▸ **Given records**
* begin *

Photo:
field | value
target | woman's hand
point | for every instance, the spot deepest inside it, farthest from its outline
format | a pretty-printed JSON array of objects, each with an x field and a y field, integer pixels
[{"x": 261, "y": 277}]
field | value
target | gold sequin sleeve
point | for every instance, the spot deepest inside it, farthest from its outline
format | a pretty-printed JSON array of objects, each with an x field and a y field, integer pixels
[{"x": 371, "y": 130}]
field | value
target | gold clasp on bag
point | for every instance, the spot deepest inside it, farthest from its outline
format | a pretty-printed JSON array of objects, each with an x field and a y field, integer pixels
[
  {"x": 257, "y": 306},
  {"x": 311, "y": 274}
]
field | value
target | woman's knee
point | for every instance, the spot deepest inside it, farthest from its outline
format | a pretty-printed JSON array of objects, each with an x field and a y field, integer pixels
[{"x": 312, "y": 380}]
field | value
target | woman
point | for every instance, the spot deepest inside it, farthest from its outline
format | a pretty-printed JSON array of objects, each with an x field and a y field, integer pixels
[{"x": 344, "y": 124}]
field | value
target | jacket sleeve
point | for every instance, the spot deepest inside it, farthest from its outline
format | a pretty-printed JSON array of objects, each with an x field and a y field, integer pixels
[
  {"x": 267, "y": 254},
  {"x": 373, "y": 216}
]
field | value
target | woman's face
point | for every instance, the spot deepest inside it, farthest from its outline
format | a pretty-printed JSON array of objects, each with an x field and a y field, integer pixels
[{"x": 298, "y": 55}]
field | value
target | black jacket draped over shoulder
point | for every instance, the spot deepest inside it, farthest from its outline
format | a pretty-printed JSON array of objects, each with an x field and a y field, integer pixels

* end *

Tally the lines in the entries above that contain the string "sleeve", with case counting. Give only the number.

▸ **Answer to this exercise**
2